Our Town: A Willston Park psychologist in Paris

Dr Tom Ferraro

An American in Paris

Williston Park is your typical suburban American town. We have our yards, the basketball hoops in the driveway, our CVS on Main Street and our Dunkin Donuts too.    

In America we have wealth, we have comfort and we have safety. Pretty lucky all in all.  But we also know that there is more to the world than Mc Donald’s.   

As the character asked the narrator in Our Town “So what about culture? What do you do to find some culture around here?”  

Well Thornton Wilder’s Out Town the narrator remarked that “folks around here like to watch the seasons change and they like to listen to the birds in the trees.”  

Well who am I to argue with Thornton Wilder. But every now and then I yearn for something more. So I booked a ticket to Paris this summer to see if there is more to life then suburban lawns and baseball.   

Paris magic drew American writers like Ernest Hemingway, Henry Miller and F. Scott Fitzgerald to its soul and I was interested to see what the allure was. 

I prepared for my trip by reading Victor Hugo’s Hunchback of Notre Dame.  And what I learned was that Paris is beyond a doubt the world’s greatest dream.  The amount of beauty you see on every corner is astonishing.  I was staying at the legendary Intercontinental Paris Le Grand which is the heart of Paris and right across the street from the Opera House. 

On my first afternoon  I went to visit The Louvre and when you walk through the plaza  the feeling of charm and excitement was incomparable and from that moment on I gave myself  over to Paris.

*Stored records:*

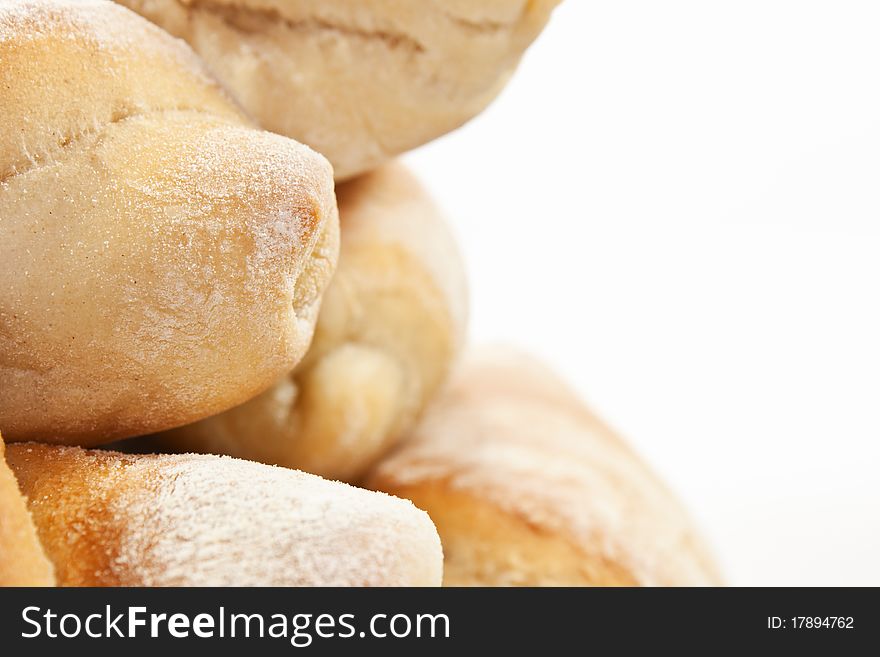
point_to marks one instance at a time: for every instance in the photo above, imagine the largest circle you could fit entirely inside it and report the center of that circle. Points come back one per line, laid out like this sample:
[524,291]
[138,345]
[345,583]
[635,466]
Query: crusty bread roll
[527,487]
[22,560]
[358,81]
[162,260]
[391,323]
[110,519]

*The request:* Reproduce the article about a trip to Paris in full, word for word. The records have nothing to do with the article about a trip to Paris.

*Result:*
Our Town: A Willston Park psychologist in Paris

Dr Tom Ferraro

An American in Paris

Williston Park is your typical suburban American town. We have our yards, the basketball hoops in the driveway, our CVS on Main Street and our Dunkin Donuts too.    

In America we have wealth, we have comfort and we have safety. Pretty lucky all in all.  But we also know that there is more to the world than Mc Donald’s.   

As the character asked the narrator in Our Town “So what about culture? What do you do to find some culture around here?”  

Well Thornton Wilder’s Out Town the narrator remarked that “folks around here like to watch the seasons change and they like to listen to the birds in the trees.”  

Well who am I to argue with Thornton Wilder. But every now and then I yearn for something more. So I booked a ticket to Paris this summer to see if there is more to life then suburban lawns and baseball.   

Paris magic drew American writers like Ernest Hemingway, Henry Miller and F. Scott Fitzgerald to its soul and I was interested to see what the allure was. 

I prepared for my trip by reading Victor Hugo’s Hunchback of Notre Dame.  And what I learned was that Paris is beyond a doubt the world’s greatest dream.  The amount of beauty you see on every corner is astonishing.  I was staying at the legendary Intercontinental Paris Le Grand which is the heart of Paris and right across the street from the Opera House. 

On my first afternoon  I went to visit The Louvre and when you walk through the plaza  the feeling of charm and excitement was incomparable and from that moment on I gave myself  over to Paris.